§ GIVEN REQUEST: Return, word for word, only the lines from the one containing "Q: Where is a point on each instance of the rooftop" through the last line of the entries.

§ RECORD EXTRACTS:

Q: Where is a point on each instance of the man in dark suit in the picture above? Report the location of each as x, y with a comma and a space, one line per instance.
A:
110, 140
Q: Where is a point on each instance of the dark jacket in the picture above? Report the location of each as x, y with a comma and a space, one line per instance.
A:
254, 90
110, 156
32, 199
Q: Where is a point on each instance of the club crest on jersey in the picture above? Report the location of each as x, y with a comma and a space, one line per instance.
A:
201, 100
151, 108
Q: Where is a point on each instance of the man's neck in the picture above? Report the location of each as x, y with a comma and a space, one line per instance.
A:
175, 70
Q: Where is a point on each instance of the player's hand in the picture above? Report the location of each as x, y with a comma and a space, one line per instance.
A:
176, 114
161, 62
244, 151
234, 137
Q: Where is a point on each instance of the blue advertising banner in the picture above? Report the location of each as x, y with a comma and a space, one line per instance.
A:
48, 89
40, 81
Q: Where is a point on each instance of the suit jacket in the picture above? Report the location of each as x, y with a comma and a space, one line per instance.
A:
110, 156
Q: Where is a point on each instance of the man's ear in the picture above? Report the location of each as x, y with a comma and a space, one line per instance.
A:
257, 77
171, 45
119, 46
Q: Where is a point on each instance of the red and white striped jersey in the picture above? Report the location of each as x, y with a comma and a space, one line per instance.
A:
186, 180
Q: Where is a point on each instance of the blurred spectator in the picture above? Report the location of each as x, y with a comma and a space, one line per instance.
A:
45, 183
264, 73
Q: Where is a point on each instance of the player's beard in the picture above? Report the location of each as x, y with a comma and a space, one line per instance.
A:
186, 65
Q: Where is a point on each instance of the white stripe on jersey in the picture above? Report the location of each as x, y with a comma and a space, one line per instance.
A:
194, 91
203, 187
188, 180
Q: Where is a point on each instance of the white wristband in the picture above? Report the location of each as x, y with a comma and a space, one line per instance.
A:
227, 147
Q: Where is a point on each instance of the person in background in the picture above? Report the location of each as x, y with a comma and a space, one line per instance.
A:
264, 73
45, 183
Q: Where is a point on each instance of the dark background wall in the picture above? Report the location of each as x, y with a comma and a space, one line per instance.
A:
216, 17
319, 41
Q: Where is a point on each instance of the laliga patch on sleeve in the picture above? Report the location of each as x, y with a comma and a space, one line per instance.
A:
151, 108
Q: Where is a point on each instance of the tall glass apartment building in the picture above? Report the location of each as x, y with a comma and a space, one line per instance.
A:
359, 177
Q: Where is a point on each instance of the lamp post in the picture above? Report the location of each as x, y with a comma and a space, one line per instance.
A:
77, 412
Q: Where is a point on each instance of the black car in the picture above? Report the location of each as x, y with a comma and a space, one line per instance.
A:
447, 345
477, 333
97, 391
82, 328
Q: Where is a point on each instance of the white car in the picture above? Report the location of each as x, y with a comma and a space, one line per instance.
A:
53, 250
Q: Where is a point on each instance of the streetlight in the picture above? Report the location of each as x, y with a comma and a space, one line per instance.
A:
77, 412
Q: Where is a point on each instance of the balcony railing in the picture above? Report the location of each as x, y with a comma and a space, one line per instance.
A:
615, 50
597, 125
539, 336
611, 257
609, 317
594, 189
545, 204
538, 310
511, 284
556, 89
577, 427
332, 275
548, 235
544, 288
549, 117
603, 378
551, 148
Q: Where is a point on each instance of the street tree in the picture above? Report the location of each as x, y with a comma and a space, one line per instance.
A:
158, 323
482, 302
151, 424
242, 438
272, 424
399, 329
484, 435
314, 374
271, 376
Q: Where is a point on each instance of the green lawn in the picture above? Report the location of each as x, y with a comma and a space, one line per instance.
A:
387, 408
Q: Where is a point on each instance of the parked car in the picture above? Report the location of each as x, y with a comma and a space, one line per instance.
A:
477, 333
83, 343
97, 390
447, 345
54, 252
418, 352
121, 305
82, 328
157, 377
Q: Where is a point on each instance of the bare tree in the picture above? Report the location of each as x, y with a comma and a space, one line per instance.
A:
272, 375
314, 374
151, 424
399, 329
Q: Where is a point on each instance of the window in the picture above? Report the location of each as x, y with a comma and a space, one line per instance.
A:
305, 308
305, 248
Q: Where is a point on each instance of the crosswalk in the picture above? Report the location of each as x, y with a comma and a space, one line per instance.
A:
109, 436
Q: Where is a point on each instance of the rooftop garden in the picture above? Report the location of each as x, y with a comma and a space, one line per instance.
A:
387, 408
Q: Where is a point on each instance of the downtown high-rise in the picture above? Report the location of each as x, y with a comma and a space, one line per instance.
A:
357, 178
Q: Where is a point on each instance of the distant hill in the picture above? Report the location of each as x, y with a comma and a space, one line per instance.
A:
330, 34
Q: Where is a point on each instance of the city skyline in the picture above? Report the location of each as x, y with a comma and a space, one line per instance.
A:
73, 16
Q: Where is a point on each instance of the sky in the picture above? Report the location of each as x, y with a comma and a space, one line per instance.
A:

§ FINAL RESULT:
Q: Where is a point on each instance of the rooftop garden in the picture above? Report the location of each as x, y with a comma and a space, one line per instance.
A:
387, 408
Q: Where is a point on each instance of the downtown high-rise in the picture above? Report the location of each as x, y with a comma and a space, one line per instance.
A:
357, 178
Q: Where is a point on each instance of the distant hill in the picture above? Report the location of each as x, y with a comma and a space, one line per instance.
A:
330, 34
Q: Where is a point on each instance of the city skyline in the picture above? Report the location of each as x, y with a comma and a space, one line per instance.
A:
73, 16
Q: Where is a point on each instance of the sky in the picture above? Report the location of each as x, y with a comma and a space, one line per instance.
A:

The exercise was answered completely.